Input data.
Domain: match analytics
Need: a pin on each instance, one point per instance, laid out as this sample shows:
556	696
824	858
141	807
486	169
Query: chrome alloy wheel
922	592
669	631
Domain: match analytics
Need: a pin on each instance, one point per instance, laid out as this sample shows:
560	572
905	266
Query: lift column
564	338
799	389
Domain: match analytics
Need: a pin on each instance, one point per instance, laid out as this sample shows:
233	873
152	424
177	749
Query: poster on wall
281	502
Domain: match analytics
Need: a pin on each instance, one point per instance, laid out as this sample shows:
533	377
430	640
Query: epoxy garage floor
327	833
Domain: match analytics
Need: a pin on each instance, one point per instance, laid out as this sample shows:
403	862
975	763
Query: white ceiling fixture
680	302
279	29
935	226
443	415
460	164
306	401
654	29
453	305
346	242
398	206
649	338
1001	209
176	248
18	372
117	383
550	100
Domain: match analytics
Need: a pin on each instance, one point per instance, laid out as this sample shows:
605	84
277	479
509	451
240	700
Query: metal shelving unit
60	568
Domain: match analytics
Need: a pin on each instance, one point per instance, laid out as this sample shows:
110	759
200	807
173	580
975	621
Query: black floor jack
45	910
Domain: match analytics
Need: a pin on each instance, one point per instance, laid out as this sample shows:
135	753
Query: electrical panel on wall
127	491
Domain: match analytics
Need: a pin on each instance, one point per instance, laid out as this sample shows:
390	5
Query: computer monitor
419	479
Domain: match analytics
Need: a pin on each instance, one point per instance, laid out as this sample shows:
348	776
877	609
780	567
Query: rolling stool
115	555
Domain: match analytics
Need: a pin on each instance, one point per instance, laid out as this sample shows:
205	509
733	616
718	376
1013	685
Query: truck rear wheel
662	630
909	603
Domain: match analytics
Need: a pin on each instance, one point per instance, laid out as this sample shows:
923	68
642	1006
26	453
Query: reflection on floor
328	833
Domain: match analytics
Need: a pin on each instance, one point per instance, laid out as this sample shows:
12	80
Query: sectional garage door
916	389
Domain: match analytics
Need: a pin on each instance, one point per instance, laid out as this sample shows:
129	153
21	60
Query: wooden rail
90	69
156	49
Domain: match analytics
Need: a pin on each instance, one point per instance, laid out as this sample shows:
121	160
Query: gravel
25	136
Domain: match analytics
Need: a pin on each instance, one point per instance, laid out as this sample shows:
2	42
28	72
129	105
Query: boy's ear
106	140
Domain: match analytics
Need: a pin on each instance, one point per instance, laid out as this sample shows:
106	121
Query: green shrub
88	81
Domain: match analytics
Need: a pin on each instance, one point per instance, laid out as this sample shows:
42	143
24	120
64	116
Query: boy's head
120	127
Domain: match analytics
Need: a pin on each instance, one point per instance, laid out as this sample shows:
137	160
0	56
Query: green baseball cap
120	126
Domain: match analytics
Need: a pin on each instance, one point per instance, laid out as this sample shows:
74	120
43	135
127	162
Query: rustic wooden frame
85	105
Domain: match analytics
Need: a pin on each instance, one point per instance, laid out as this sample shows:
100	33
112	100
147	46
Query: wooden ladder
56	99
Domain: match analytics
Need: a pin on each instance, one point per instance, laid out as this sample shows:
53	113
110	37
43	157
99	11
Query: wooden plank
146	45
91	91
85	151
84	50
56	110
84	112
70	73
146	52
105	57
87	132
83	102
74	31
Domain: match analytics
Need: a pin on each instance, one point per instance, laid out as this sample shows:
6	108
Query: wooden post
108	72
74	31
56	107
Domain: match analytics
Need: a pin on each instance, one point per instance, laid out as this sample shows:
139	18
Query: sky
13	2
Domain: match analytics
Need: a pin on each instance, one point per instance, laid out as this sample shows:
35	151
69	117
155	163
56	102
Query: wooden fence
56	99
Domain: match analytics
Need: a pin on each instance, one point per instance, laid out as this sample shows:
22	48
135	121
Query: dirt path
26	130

Directions for this task. Print out all the entries precisely as written.

Result.
Domain: match analytics
Need: a pin on each instance, one point per instance, laid out as this sample shows:
556	696
824	858
141	807
486	169
Query: chrome alloy wheel
922	592
669	631
Domain: match analytics
Need: a pin on each instance, one point per instance, laid out as this sample shows:
560	572
905	266
Query: lift column
564	338
799	389
Domain: match analytics
Need: a pin on each instance, one point per instance, laid out as this sample shows:
233	873
152	424
177	749
Query: poster on wall
281	502
Domain: match analytics
Need: a pin on each instance, one point per instance, laid out as this sample shows:
533	377
430	640
Query: epoxy garage floor
327	833
Domain: match analytics
Need: a pin on each instance, one point per instance, laid out as this sample shows:
403	862
975	763
Query: white ceiling fixture
680	302
279	29
935	226
443	415
460	164
306	401
654	29
453	305
346	242
398	206
649	338
1001	209
176	248
18	372
117	383
550	100
Domain: match analytics
Need: a pin on each instance, one point per instance, laid out as this sample shows:
605	84
277	479
509	451
240	700
Query: metal shelving unit
60	568
Domain: match analytics
Need: a pin on each instance, one point per instance, laid out as this sample shows:
110	759
200	807
173	580
975	621
Query: black floor jack
45	910
Domain: match analytics
Need: a pin on each instance, one point per instance, laid out as this sample shows:
135	753
Query: electrical panel on wall
127	491
Domain: match analytics
Need: a pin on each instance, one point per instance, laid out as this sample shows:
390	5
Query: computer monitor
419	479
Domain: match analytics
Need: a pin on each instance, one point per instance, laid out as this sample shows:
348	776
877	609
780	567
Query: rolling stool
115	555
Domain: match analytics
Need: a pin on each instance, one point per instance, laid out as this sample shows:
205	509
733	616
718	376
1013	685
Query: truck rear wheel
662	630
909	603
Domain: match analytics
Need: a pin on each instance, one point per instance, laid out as this sample shows:
923	68
642	1006
26	453
Query: reflection on floor
328	833
Domain: match analytics
Need: a pin on each instance, one point per instance, laid out as this sample shows:
12	80
Query: sectional garage door
916	389
Domain: match analytics
Need: a pin on each instance, one point per instance, laid out as this sample shows:
129	153
21	60
Query: wooden rail
90	69
156	49
Domain: match analytics
Need: a pin on each instance, one point per instance, laid out as this sample shows:
121	160
Query: gravel
25	136
Domain: match analytics
Need: a pin on each instance, one point per instance, laid out as this sample shows:
2	42
28	72
129	105
Query: boy's ear
106	140
Domain: match analytics
Need: a pin on each instance, one point per instance, laid out as this sample shows:
106	121
Query: green shrub
88	81
Domain: match analytics
Need: a pin on each instance, one point per instance, laid out as this sample shows:
42	143
24	120
64	116
Query: boy's head
120	127
Domain: match analytics
Need: a pin on each instance, one point per instance, laid out as this sample shows:
137	160
0	56
Query: green baseball cap
120	126
Domain: match analytics
Need: a pin on each instance, one point per instance, laid out as this sample shows:
74	120
43	135
127	162
Query: rustic wooden frame
85	105
Domain: match analytics
Need: a pin on each instance, one point per instance, laid out as this sample shows:
100	33
112	100
147	46
Query: wooden ladder
56	99
Domain: match analytics
Need: a pin on each instance, one point per instance, laid out as this sample shows:
53	113
110	37
43	157
99	11
Query: wooden plank
146	45
91	91
85	151
84	50
56	110
84	112
70	73
146	52
105	57
87	132
83	102
74	31
Domain: match analytics
Need: a pin on each instance, one point per instance, laid out as this sample shows:
6	108
Query: wooden post
108	72
74	31
56	107
Domain: match analytics
Need: a pin on each instance, one point per instance, laid out as this sample shows:
139	18
Query: sky
13	2
Domain: match analytics
Need: a pin on each instance, one point per instance, laid out as this sample shows:
35	151
69	117
155	163
56	102
Query: wooden fence
56	99
Domain: match analytics
Need: a pin on each instance, one point per instance, laid out as this sample shows:
22	48
135	121
Query: dirt path
26	130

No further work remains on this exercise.